In these entries, tally the lines where "berry" occurs. Respond with only the count.

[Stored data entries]
---*---
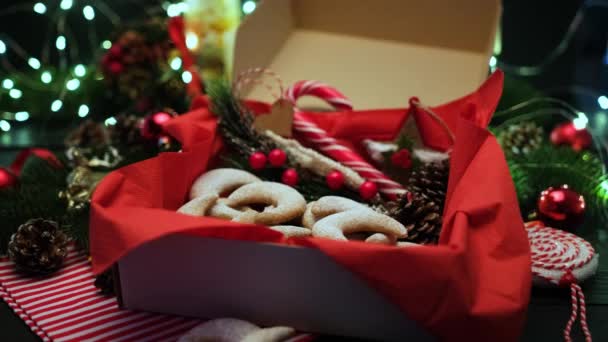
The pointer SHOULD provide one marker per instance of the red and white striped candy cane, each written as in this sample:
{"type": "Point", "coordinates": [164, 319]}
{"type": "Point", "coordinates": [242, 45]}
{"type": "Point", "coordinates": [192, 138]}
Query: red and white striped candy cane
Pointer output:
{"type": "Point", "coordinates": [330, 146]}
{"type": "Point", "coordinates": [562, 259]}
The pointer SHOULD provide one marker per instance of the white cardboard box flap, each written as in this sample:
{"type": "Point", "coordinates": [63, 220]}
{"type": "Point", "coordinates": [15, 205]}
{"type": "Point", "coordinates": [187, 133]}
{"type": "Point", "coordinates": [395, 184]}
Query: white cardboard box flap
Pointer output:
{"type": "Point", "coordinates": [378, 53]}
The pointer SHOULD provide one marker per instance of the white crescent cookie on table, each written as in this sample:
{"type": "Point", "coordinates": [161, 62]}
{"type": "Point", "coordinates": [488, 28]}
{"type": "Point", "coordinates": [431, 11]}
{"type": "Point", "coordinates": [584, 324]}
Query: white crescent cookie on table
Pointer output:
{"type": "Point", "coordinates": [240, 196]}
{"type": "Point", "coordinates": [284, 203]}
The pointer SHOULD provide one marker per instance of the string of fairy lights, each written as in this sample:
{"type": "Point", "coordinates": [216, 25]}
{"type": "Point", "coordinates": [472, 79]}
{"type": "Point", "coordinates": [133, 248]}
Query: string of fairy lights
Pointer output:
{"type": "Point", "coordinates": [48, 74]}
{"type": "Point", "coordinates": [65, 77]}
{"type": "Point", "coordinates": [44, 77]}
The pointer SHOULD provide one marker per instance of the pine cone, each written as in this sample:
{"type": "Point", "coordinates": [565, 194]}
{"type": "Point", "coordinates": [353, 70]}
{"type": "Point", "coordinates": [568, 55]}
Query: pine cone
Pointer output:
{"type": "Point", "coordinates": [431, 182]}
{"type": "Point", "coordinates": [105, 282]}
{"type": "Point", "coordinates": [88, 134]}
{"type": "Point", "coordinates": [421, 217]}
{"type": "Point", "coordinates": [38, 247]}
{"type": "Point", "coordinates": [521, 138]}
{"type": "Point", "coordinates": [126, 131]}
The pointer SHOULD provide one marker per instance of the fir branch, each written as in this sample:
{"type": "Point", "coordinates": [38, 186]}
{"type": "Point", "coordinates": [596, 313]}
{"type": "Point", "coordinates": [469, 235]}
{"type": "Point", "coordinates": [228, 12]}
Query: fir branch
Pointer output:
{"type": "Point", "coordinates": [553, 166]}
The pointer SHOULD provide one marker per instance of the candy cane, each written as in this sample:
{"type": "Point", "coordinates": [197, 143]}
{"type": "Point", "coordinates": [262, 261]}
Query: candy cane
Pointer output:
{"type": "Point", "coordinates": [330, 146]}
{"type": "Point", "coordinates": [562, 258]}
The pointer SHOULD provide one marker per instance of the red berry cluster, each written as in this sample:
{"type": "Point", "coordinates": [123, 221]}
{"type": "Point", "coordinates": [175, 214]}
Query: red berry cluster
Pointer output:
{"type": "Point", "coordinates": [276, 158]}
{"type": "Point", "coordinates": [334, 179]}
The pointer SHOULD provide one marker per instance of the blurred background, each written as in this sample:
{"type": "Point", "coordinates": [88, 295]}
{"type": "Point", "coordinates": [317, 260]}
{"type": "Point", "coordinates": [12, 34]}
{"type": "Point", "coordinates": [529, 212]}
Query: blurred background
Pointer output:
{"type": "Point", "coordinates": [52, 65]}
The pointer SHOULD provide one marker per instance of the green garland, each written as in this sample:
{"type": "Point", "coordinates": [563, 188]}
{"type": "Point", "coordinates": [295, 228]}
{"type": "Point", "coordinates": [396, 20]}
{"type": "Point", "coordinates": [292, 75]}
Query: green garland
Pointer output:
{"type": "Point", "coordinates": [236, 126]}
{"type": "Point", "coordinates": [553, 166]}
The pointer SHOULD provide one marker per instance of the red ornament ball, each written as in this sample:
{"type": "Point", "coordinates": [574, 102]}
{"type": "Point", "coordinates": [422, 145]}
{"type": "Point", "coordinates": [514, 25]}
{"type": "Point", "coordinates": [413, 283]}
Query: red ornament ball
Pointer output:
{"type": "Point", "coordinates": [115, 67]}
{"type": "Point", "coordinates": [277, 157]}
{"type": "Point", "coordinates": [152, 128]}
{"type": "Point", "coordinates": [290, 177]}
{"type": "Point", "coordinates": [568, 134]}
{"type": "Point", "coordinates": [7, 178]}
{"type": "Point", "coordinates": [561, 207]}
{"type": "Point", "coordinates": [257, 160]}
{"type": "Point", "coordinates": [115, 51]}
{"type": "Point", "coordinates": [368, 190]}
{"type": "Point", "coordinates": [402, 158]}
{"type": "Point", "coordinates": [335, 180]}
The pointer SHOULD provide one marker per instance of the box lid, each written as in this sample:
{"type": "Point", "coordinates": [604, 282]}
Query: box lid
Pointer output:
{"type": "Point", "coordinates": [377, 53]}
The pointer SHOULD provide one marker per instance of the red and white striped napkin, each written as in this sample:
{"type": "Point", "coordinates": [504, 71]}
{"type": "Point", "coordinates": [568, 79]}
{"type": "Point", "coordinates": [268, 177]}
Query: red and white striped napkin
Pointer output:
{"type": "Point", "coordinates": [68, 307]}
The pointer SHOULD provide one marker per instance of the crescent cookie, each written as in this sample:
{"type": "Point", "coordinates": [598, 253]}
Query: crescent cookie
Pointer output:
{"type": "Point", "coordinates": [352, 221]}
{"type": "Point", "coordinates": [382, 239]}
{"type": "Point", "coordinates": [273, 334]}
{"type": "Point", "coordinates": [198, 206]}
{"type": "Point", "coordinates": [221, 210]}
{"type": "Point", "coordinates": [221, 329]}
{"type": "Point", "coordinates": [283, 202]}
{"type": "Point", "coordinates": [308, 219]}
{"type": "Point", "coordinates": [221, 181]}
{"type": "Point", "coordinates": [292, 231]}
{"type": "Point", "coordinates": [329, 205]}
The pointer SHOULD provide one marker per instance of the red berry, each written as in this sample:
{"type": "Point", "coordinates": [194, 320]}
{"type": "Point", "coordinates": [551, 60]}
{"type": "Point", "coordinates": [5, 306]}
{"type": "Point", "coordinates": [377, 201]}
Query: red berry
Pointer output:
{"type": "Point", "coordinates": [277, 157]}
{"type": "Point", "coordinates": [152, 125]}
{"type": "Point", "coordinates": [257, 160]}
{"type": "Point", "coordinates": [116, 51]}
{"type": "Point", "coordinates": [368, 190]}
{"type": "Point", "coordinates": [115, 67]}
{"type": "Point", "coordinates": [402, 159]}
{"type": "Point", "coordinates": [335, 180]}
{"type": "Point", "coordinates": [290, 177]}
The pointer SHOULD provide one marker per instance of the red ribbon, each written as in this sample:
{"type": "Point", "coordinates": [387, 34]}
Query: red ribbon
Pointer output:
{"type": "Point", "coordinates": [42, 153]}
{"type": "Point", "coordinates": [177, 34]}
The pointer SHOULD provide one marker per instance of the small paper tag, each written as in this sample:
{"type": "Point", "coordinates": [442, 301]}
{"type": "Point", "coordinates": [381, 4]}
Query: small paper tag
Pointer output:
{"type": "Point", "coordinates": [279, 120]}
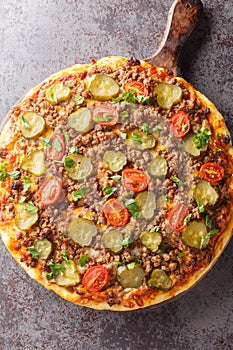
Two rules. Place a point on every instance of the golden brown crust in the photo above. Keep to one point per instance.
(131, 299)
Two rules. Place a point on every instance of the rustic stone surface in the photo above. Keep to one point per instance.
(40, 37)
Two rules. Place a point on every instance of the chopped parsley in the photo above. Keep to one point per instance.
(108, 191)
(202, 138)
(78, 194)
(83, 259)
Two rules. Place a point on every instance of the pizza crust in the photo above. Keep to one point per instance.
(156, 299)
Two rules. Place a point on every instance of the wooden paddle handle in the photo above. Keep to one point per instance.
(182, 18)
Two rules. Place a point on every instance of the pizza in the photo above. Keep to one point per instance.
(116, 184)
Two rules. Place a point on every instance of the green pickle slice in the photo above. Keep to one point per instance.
---*---
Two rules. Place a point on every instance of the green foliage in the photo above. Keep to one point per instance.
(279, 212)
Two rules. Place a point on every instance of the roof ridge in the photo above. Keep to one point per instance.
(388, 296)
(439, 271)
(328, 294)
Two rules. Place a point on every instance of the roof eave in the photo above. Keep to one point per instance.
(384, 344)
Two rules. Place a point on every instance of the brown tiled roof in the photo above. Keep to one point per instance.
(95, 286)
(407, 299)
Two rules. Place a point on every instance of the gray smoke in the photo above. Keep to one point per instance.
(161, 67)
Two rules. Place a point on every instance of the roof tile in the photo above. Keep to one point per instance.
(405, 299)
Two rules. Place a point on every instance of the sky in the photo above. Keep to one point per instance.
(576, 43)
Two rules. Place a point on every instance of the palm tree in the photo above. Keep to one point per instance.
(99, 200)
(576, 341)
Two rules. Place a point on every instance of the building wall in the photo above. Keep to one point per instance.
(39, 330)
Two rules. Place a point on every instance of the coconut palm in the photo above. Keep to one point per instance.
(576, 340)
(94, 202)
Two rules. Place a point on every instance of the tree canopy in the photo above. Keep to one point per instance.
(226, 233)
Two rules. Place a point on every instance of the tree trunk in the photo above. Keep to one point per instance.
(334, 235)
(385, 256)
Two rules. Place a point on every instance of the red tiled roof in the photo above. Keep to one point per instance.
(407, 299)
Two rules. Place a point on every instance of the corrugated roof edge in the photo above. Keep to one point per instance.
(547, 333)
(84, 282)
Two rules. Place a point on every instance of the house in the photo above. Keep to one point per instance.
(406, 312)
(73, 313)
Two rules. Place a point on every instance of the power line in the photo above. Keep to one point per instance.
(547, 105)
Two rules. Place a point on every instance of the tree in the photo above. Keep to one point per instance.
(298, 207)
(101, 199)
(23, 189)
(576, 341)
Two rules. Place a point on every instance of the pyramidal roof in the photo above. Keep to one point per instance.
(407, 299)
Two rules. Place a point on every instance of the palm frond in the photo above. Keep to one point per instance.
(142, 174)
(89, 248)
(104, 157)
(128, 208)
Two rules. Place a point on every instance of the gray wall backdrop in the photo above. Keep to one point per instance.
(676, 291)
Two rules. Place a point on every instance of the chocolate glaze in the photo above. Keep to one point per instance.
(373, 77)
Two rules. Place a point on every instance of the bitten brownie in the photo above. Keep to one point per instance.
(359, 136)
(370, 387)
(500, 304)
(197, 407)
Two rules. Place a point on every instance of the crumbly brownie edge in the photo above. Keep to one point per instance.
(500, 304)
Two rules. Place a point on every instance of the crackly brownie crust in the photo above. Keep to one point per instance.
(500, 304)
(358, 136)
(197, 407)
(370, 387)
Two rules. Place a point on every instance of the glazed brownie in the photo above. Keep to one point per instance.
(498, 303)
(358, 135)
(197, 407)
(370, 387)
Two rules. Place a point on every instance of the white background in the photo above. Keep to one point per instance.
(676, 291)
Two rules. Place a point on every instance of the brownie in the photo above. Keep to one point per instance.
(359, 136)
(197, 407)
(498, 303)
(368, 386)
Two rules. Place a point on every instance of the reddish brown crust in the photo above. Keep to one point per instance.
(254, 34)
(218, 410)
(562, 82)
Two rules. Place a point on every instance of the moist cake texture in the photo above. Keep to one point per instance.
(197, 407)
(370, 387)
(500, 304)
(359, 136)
---*---
Result of this exercise:
4